══ Document excerpt
Rosemary Sutcliff, The Mark of the Horse Lord (1965)

MarkHorseLordI haven’t read much Rosemary Sutcliff, but I really need to change that. This new edition of The Mark of the Horse Lord from Chicago Review Press brings one of Sutcliff’s classic works of historical fiction back into print 50 years after its original publication, and it’s a stunner. Winner of the very first Phoenix Award, it’s a perfectly paced, thrilling, emotionally engaging foray into that time period that Sutcliff made her own: the Roman occupation of Britain. In this story of a gladiator from a frontier town who ends up as chief of the Dalriadain (better known to us as the Scots), both Roman and British culture are brought vividly, savagely to life.

I don’t want to say too much more about the plot, because I want you to have the pleasure of having it unfold according to Sutcliff’s intentions; it is masterfully done. I will say that I wouldn’t have thought that I could pick up a book about a gladiator, a finely honed fighting machine, and be so instantly drawn into his drama and sympathize so fully with his quest. Phaedrus is a magnificent character, and in The Mark of the Horse Lord you will meet many others: Conory, his companion and rival; Murna, the woman who is a true match for him; Sinnoch, a wily horse trader. You will feel you have really inhabited the past with them, and touched the spirit of the northern tribes, which is at once foreign and familiar.

Sutcliff’s prose style is a joy to read, and beautifully creates an atmosphere and a mood without distracting from the drive of the narrative. Every word begs to be read and savored.

Phaedrus found himself riding at the head of a fiery cloud of horsemen that churned the glen trails to a puddled slush; and his ears were full of the soft rolling thunder of hooves and the exultant throat-cries of the riders.
════
Task:
Rewrite the paragraph of the book review that begins "I don’t want to say too much more about the plot" as a short list that keeps its main facts.
══ Recorded data
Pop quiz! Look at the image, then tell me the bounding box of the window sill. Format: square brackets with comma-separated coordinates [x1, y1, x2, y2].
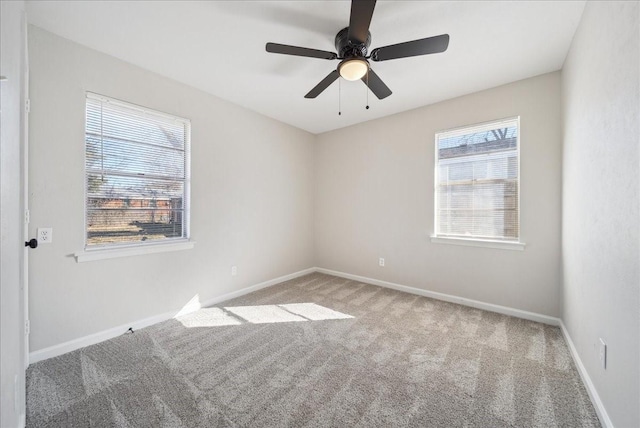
[431, 235, 526, 251]
[73, 241, 195, 263]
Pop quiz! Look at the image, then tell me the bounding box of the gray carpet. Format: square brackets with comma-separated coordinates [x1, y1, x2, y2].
[27, 273, 600, 428]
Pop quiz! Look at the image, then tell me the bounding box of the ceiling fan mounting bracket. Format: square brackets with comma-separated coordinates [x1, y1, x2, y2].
[335, 27, 371, 58]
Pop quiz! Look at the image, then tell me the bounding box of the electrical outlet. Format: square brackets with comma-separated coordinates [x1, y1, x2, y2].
[38, 227, 53, 244]
[598, 338, 607, 370]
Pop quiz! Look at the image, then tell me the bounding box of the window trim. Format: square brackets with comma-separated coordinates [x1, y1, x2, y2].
[430, 116, 526, 247]
[80, 91, 190, 256]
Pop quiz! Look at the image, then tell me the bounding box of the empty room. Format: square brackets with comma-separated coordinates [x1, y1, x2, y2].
[0, 0, 640, 428]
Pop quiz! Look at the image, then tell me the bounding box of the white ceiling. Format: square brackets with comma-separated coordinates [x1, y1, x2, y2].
[27, 0, 585, 133]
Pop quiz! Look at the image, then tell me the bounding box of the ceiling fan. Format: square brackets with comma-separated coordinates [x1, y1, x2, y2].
[266, 0, 449, 99]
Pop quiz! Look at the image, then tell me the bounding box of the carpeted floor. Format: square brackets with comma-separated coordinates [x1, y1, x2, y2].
[27, 273, 600, 428]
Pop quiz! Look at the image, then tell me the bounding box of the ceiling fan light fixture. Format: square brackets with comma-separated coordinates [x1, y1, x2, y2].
[338, 58, 369, 81]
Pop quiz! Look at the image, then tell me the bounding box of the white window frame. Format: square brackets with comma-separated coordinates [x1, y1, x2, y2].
[74, 92, 195, 263]
[430, 116, 526, 251]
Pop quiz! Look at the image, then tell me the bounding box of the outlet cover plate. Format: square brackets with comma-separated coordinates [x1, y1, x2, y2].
[38, 227, 53, 244]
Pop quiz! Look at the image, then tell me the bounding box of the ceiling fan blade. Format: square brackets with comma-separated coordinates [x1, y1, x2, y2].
[371, 34, 449, 61]
[266, 43, 338, 59]
[361, 69, 392, 100]
[304, 70, 340, 98]
[347, 0, 376, 44]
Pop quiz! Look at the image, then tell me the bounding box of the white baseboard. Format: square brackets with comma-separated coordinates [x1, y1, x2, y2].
[29, 268, 316, 364]
[316, 268, 561, 326]
[560, 320, 613, 428]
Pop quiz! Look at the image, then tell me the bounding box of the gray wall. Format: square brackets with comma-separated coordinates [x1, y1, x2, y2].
[29, 27, 314, 351]
[562, 2, 640, 427]
[0, 1, 25, 427]
[315, 72, 561, 316]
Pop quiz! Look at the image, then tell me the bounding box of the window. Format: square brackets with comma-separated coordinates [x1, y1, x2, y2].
[435, 118, 520, 242]
[85, 93, 190, 249]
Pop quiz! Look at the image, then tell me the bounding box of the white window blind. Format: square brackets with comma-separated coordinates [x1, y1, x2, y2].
[85, 93, 190, 248]
[435, 118, 520, 242]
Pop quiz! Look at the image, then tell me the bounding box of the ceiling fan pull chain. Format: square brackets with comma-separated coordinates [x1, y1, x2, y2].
[338, 77, 342, 116]
[366, 67, 371, 110]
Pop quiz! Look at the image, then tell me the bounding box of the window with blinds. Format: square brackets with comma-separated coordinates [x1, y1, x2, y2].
[435, 118, 520, 242]
[85, 93, 190, 248]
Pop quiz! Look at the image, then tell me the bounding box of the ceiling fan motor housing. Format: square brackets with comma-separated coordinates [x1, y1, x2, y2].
[335, 27, 371, 58]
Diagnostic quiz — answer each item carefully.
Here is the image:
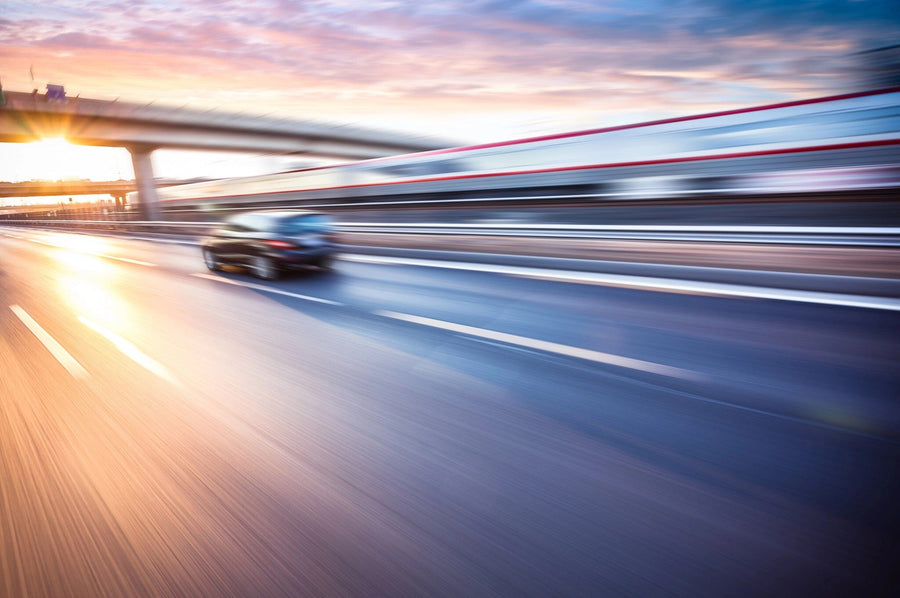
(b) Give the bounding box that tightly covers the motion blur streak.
[0,229,900,598]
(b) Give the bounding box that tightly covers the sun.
[15,137,133,181]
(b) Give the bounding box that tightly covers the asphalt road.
[0,228,900,597]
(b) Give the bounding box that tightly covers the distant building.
[47,83,66,102]
[855,44,900,89]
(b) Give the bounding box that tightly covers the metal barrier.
[0,219,900,247]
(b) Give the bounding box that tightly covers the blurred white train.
[137,88,900,211]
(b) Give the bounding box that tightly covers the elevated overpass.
[0,86,453,219]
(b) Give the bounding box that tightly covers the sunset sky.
[0,0,900,180]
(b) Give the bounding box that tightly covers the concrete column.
[128,147,162,221]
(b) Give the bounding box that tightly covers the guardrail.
[0,219,900,247]
[0,219,900,247]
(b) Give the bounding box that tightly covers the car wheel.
[203,247,222,272]
[251,255,278,280]
[315,255,334,270]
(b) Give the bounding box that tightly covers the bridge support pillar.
[128,147,162,221]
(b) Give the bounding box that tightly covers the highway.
[0,227,900,597]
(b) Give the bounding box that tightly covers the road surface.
[0,228,900,597]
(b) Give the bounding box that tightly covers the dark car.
[201,210,336,280]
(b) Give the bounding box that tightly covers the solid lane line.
[78,316,181,386]
[10,237,156,268]
[339,254,900,311]
[374,311,702,380]
[191,273,343,305]
[94,253,156,268]
[9,305,89,378]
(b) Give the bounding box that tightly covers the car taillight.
[263,239,296,249]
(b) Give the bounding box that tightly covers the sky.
[0,0,900,180]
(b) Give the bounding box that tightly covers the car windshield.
[279,214,331,235]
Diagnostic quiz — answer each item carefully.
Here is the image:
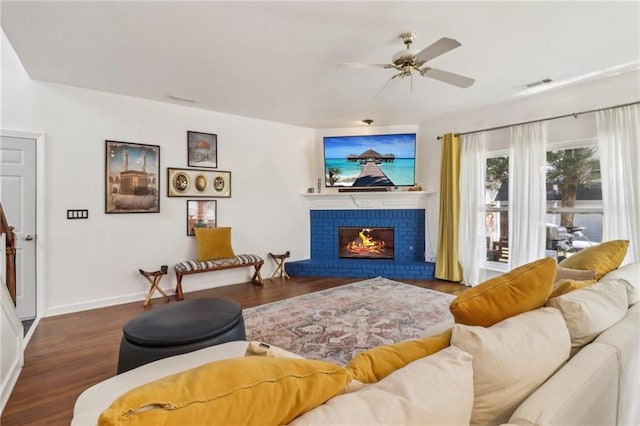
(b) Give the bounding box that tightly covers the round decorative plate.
[196,175,207,192]
[173,172,189,194]
[213,176,224,192]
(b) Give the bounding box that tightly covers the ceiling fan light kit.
[341,32,475,93]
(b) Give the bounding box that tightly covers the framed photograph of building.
[187,200,217,236]
[105,140,160,213]
[167,167,231,198]
[187,130,218,169]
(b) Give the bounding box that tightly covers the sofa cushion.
[291,347,473,426]
[596,303,640,425]
[449,257,556,327]
[555,266,596,283]
[547,280,627,352]
[71,341,247,426]
[99,357,351,426]
[601,263,640,306]
[509,343,616,426]
[194,228,235,262]
[549,278,596,299]
[451,308,570,425]
[558,240,629,280]
[345,329,451,383]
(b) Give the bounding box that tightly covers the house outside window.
[485,139,602,269]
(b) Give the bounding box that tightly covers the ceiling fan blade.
[416,37,462,63]
[420,67,475,88]
[338,62,393,68]
[374,73,402,98]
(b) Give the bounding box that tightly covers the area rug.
[243,277,454,365]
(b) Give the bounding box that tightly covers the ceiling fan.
[339,32,475,93]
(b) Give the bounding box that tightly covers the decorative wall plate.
[167,167,231,198]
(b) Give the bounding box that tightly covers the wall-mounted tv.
[324,133,416,188]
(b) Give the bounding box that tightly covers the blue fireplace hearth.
[286,208,434,279]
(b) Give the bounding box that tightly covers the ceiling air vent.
[524,78,553,89]
[167,95,198,104]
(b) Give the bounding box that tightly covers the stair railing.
[0,203,16,306]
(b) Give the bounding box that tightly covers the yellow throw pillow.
[549,279,596,299]
[558,240,629,280]
[194,228,235,262]
[449,257,556,327]
[345,329,451,383]
[98,357,351,426]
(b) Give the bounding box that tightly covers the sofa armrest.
[71,341,249,426]
[509,343,618,426]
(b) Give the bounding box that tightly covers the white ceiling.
[0,1,640,128]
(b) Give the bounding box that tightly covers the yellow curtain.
[435,133,462,282]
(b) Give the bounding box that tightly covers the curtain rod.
[437,101,640,140]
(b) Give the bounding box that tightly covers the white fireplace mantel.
[303,191,432,210]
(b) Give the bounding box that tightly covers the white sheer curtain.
[596,105,640,263]
[509,121,547,268]
[458,132,487,286]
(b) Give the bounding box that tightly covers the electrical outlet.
[67,209,89,219]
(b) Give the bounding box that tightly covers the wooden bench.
[175,254,264,300]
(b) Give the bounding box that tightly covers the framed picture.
[167,167,231,198]
[187,200,217,236]
[187,131,218,169]
[105,140,160,213]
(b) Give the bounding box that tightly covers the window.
[485,139,602,264]
[546,141,602,259]
[485,155,509,263]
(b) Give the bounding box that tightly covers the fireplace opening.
[338,227,393,259]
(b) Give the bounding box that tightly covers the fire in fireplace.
[338,227,393,259]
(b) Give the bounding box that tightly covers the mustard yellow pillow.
[194,228,235,262]
[345,329,451,383]
[558,240,629,280]
[98,357,351,426]
[449,257,556,327]
[549,278,596,299]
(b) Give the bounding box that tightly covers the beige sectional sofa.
[72,263,640,426]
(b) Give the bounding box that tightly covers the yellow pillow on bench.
[98,357,351,426]
[345,329,452,383]
[194,228,235,262]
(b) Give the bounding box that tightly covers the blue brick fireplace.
[286,200,434,279]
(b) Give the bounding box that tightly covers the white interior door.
[0,136,36,320]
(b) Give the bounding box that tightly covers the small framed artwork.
[105,141,160,213]
[187,130,218,169]
[167,167,231,198]
[187,200,217,236]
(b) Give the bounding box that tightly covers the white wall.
[420,71,640,260]
[0,34,316,316]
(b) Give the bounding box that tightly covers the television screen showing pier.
[324,133,416,187]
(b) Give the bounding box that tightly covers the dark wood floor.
[0,277,468,426]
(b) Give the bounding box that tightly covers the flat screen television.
[324,133,416,188]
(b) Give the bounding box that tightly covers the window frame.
[482,136,604,272]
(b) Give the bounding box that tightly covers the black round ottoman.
[118,298,246,374]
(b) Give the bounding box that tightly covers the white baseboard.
[44,289,161,317]
[44,271,249,317]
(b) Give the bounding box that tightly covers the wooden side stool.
[269,251,291,280]
[138,266,170,308]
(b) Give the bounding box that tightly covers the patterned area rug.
[243,277,455,365]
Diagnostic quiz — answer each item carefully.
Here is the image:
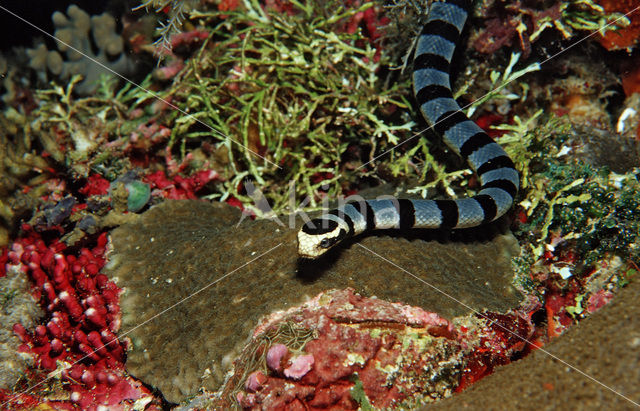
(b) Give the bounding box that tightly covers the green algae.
[125,181,151,213]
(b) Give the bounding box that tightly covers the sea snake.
[298,0,520,258]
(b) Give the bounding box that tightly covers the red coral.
[222,289,462,410]
[456,312,535,392]
[78,174,109,197]
[2,230,158,410]
[143,169,220,200]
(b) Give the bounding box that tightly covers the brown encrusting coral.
[107,201,520,402]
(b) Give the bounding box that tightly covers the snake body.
[298,0,519,258]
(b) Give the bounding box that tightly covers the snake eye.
[320,238,333,248]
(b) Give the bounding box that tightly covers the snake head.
[298,214,349,259]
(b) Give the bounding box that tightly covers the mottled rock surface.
[108,201,520,402]
[0,269,43,389]
[423,276,640,411]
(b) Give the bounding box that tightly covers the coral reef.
[0,260,43,389]
[107,201,520,403]
[2,226,159,409]
[218,289,464,410]
[0,0,640,409]
[27,4,131,94]
[598,0,640,50]
[425,275,640,411]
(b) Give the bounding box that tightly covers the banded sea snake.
[298,0,519,258]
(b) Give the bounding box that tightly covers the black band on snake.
[298,0,519,258]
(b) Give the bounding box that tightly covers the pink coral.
[284,354,314,380]
[0,230,154,410]
[267,344,289,372]
[224,289,464,410]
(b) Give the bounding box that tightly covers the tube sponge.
[27,4,133,94]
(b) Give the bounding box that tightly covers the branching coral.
[27,4,131,94]
[134,0,197,52]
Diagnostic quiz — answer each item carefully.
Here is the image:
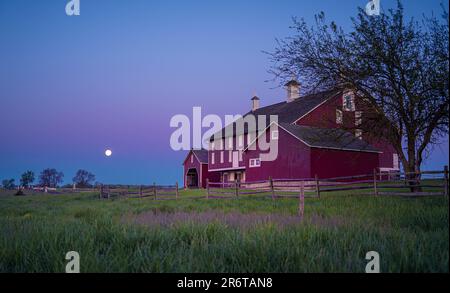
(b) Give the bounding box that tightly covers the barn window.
[342,92,355,111]
[272,130,279,140]
[250,158,261,168]
[355,111,362,126]
[355,129,362,139]
[336,109,344,124]
[238,134,244,148]
[393,154,400,170]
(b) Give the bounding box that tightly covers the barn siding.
[311,148,379,178]
[183,152,203,188]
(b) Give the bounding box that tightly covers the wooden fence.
[99,182,179,200]
[206,166,449,199]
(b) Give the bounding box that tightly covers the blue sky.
[0,0,448,184]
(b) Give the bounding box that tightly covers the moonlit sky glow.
[0,0,448,184]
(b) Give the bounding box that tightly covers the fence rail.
[99,182,179,200]
[206,166,449,199]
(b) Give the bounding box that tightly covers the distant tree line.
[2,168,95,189]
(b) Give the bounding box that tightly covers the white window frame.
[336,109,344,124]
[228,137,233,150]
[238,134,244,148]
[342,92,355,112]
[392,153,400,170]
[355,111,362,126]
[249,158,261,168]
[270,130,280,140]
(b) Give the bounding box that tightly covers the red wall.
[183,152,200,187]
[296,94,355,128]
[243,128,310,182]
[208,135,250,170]
[311,148,379,178]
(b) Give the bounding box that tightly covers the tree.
[72,169,95,188]
[2,179,16,190]
[268,1,449,187]
[39,168,64,188]
[20,171,35,188]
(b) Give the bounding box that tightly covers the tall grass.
[0,191,449,272]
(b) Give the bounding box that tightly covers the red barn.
[184,80,399,187]
[183,150,219,188]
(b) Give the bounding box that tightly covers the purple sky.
[0,0,448,184]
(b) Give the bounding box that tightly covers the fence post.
[298,181,305,220]
[444,166,448,196]
[373,169,378,196]
[269,176,275,200]
[316,174,320,198]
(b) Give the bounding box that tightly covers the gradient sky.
[0,0,449,184]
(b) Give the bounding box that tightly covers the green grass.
[0,190,449,272]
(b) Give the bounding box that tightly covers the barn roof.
[192,149,208,164]
[279,123,380,152]
[210,90,341,141]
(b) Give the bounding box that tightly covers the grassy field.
[0,187,449,272]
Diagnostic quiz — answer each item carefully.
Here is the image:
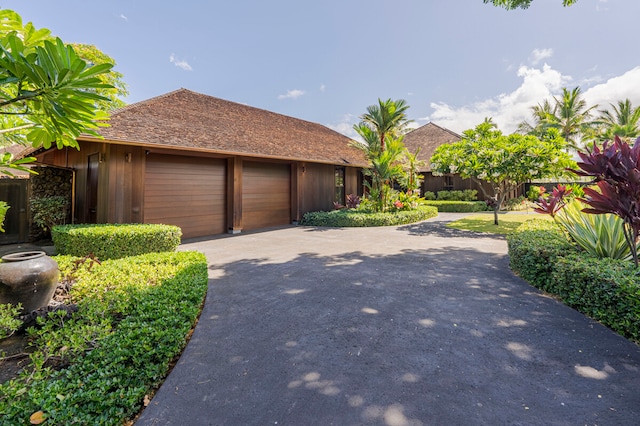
════
Written response:
- The reviewer holds back further plot details so readers can enjoy the story unfolding as Sutcliff intended, which is masterfully done.
- The reviewer did not expect a book about a gladiator, a finely honed fighting machine, to be so instantly engaging, or to sympathize so fully with his quest.
- Phaedrus is a magnificent character.
- Other characters include Conory, his companion and rival; Murna, a true match for him; and Sinnoch, a wily horse trader.
- Readers will feel they have inhabited the past and touched the spirit of the northern tribes, which is both foreign and familiar.